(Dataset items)
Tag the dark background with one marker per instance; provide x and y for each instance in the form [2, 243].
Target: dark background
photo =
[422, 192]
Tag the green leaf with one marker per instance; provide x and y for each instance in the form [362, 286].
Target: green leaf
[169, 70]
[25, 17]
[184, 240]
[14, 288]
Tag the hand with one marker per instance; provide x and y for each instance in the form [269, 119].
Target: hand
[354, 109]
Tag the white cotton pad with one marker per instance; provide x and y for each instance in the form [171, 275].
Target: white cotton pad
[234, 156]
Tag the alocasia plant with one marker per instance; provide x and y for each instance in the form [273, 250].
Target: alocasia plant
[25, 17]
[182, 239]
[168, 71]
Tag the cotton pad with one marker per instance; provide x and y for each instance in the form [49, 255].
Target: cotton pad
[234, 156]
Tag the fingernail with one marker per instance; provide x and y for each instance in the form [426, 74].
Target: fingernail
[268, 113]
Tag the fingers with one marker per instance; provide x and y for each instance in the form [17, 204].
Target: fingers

What this task involves
Whatever the entries say, repeat all of them exactly.

Result of this exercise
Tag the dark background with one marker per instance; provide x and y for each instance in the form [2, 243].
Target: dark background
photo =
[422, 192]
Tag the green leaf with one marker per instance; provide x and y for each instance in the form [362, 286].
Target: green leaf
[169, 70]
[25, 17]
[184, 240]
[14, 288]
Tag the hand with one marker per instance; provide x and y for each instance in the form [269, 119].
Target: hand
[354, 109]
Tag the white cotton pad with one marker per instance; provide x and y for each instance in the form [171, 275].
Target: white cotton pad
[234, 156]
Tag the alocasia plant with one marker per instance; provide x and y for each instance in the form [273, 250].
Target: alocasia plant
[25, 17]
[182, 239]
[168, 71]
Tag the cotton pad with one marker per instance; provide x and y for each instance in the form [49, 255].
Target: cotton pad
[234, 156]
Tag the fingernail with one marker per instance; provide x and y for each instance in the form [426, 74].
Target: fingernail
[268, 113]
Tag the fingers with one marker per instance; provide x and y for each instance in the form [17, 204].
Target: fingers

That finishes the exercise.